■ TASK
Can you put the lines below into a numbered list, starting with the line containing "of the child" and ending with the line containing "[[424, 1276], [639, 945]]", both included and blank lines left out?

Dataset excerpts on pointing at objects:
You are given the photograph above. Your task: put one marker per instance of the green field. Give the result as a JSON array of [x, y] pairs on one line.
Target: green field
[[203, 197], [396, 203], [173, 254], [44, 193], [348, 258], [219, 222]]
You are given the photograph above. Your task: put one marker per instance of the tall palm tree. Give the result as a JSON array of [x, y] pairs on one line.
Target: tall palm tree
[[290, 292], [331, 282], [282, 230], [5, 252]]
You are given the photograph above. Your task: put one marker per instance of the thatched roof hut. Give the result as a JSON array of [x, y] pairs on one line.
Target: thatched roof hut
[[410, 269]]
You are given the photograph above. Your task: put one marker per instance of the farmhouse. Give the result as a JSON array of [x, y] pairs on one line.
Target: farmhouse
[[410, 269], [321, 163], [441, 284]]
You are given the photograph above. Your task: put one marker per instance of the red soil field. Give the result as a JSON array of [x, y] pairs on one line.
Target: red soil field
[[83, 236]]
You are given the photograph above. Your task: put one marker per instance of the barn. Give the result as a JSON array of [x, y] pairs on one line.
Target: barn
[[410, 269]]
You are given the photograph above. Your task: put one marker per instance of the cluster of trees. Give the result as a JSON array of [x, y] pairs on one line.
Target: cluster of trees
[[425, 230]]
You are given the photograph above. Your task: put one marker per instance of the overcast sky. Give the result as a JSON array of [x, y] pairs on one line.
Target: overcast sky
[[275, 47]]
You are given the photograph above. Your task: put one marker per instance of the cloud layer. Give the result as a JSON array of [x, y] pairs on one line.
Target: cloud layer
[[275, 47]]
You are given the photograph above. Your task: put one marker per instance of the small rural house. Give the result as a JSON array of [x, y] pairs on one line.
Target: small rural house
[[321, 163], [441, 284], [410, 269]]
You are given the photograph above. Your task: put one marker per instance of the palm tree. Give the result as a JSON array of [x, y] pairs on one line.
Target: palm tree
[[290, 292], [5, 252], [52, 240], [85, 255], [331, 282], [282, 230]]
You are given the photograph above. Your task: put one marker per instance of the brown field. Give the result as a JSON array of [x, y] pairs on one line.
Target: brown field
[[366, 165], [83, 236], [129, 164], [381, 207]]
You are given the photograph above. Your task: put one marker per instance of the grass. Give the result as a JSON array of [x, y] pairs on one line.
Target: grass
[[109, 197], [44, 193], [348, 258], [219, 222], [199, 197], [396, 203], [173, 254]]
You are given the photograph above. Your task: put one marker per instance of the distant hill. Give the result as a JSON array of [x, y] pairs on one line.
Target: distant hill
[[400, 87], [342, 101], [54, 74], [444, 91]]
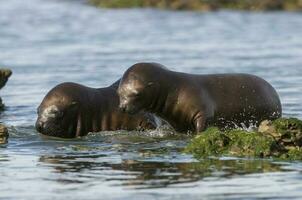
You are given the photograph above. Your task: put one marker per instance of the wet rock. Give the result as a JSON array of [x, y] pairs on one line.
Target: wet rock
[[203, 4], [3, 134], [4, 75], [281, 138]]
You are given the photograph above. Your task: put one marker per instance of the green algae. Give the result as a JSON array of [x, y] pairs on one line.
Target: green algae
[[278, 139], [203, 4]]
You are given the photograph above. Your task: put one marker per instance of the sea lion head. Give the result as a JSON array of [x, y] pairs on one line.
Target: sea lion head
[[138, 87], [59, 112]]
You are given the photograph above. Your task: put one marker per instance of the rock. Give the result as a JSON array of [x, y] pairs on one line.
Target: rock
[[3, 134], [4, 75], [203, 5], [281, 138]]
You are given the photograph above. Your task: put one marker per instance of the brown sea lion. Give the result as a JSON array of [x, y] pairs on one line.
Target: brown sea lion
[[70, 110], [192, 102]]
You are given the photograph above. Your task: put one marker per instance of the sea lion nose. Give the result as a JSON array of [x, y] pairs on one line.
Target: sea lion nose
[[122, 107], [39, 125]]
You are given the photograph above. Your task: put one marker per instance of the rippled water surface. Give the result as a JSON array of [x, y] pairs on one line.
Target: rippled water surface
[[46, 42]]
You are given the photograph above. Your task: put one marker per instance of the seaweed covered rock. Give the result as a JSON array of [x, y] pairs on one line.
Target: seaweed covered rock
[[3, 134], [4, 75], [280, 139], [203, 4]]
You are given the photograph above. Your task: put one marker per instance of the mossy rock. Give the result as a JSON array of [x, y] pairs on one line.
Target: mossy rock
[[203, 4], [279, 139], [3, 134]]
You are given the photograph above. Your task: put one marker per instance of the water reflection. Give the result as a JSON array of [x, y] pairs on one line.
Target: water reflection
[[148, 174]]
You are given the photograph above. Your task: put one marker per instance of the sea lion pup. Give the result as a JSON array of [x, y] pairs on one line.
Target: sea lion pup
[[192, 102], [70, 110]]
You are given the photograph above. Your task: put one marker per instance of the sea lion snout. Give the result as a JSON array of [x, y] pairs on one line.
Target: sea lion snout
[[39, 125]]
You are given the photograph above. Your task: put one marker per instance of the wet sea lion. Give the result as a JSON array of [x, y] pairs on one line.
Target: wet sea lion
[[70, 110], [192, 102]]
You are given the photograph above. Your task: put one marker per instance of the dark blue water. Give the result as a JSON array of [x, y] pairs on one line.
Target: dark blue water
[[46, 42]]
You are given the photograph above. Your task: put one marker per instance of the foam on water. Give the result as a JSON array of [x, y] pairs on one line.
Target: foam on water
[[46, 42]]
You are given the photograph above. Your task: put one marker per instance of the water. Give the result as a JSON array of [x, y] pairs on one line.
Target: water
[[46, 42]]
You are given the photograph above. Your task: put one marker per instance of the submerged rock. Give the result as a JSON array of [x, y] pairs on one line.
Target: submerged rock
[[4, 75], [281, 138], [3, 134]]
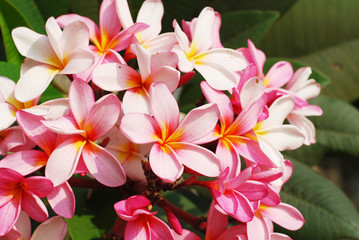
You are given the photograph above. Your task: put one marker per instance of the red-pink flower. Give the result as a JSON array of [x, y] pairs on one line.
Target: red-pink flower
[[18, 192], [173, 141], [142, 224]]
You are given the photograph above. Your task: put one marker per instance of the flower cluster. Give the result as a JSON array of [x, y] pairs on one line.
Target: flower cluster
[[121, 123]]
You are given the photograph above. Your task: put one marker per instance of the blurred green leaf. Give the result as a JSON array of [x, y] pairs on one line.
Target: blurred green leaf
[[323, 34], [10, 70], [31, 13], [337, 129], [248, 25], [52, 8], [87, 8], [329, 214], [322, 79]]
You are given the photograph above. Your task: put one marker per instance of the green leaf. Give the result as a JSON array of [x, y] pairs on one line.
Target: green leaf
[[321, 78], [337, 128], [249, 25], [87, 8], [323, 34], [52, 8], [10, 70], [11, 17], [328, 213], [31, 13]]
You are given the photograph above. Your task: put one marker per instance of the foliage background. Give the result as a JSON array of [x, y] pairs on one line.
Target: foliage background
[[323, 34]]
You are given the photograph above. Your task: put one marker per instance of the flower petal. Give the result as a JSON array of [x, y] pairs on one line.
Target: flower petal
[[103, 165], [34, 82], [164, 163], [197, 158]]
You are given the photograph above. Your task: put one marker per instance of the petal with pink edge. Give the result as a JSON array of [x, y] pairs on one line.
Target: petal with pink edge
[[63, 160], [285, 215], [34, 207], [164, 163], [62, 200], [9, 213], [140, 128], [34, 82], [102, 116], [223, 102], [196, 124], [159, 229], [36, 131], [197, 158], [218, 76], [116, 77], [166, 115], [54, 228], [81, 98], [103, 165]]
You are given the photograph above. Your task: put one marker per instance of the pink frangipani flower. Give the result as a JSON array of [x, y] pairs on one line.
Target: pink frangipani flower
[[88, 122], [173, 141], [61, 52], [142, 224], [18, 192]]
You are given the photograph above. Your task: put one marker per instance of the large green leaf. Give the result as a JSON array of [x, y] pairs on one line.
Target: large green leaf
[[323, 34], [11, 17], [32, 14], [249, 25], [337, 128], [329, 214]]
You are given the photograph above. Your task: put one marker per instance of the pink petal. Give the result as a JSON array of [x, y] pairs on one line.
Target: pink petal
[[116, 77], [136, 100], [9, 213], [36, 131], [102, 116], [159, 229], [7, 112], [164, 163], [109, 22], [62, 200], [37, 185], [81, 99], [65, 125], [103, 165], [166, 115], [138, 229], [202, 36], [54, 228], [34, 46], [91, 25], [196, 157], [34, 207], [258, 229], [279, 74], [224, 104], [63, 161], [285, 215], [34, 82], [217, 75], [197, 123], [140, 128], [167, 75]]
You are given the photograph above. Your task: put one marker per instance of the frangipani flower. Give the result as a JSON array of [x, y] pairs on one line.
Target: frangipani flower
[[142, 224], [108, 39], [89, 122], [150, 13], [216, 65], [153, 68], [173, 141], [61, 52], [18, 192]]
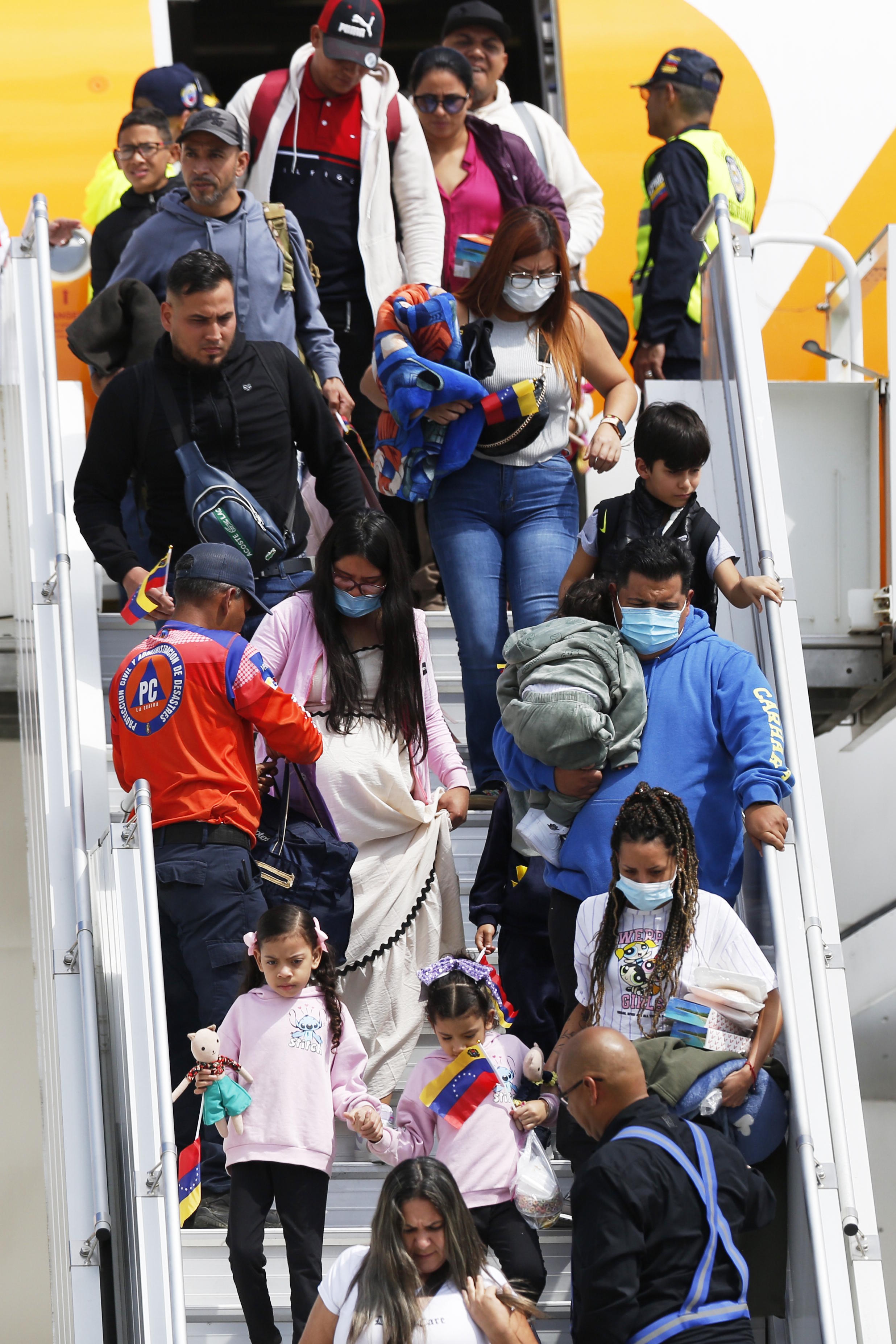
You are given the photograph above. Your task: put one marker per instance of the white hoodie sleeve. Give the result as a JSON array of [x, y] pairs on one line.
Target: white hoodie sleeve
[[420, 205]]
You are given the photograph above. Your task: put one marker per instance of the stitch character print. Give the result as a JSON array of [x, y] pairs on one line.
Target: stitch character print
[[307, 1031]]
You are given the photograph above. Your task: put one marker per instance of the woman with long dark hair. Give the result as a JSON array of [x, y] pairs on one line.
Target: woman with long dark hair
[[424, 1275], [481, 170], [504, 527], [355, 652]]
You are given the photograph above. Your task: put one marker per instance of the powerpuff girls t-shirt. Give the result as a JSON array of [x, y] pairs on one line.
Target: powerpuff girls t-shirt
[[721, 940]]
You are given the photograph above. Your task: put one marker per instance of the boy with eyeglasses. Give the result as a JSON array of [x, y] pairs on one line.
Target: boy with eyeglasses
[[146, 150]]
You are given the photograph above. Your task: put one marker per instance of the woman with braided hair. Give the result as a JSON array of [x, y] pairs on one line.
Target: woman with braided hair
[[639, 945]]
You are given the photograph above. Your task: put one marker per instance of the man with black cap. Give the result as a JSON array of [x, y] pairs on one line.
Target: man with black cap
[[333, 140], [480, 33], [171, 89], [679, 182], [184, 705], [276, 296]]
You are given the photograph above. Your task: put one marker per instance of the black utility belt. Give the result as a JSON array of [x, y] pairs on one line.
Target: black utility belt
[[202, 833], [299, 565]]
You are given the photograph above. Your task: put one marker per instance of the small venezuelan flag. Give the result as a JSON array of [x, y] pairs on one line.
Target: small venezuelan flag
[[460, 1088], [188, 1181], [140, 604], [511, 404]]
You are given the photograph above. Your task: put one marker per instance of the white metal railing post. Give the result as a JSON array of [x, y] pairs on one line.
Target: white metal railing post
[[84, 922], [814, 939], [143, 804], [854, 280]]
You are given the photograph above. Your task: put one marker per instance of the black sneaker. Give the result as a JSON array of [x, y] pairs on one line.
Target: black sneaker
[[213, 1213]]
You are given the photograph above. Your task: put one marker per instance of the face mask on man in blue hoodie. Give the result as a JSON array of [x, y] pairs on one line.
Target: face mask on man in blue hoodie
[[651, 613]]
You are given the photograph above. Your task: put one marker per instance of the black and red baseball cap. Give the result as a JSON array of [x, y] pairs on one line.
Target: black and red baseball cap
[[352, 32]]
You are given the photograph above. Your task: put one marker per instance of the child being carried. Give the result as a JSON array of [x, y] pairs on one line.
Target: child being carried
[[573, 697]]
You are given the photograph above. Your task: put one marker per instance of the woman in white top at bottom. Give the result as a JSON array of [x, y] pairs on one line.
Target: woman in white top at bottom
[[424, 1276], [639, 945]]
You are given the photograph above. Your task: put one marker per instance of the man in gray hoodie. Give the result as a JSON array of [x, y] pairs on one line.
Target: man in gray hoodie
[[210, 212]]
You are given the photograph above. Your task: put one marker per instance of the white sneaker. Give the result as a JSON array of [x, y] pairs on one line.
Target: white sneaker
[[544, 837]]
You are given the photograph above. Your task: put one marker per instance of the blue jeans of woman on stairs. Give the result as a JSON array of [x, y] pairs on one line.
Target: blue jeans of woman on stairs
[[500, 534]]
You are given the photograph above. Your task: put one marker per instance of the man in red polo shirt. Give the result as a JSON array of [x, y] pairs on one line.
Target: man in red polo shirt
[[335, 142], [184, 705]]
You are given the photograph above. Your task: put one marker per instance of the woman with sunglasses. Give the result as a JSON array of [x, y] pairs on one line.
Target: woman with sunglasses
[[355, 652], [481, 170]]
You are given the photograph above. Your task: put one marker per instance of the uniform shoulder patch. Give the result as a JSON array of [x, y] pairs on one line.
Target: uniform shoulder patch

■ EXERCISE ANSWER
1. You are given the photograph above. Your task: put one marker per instance of the child being carried. Give the result as a JSON array of [x, y] pairs on one line.
2. Target: child being carried
3. [[573, 697]]
4. You are given the photograph above. Your task: put one marker per instance of the woman in white top at bottom. Give the result as a JSON array of [x, y] pairs on one line.
5. Target: woman in white top at bottom
6. [[424, 1276], [639, 945]]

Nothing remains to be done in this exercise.